START
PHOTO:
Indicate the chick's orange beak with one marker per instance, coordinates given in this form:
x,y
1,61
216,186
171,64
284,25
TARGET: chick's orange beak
END
▶ _Stated task_: Reproduce the entire listing above line for line, without changing anything.

▶ _Output_:
PHOTO:
Indicate the chick's orange beak with one marker per instance, coordinates given in this form:
x,y
1,61
216,186
171,64
284,25
TARGET: chick's orange beak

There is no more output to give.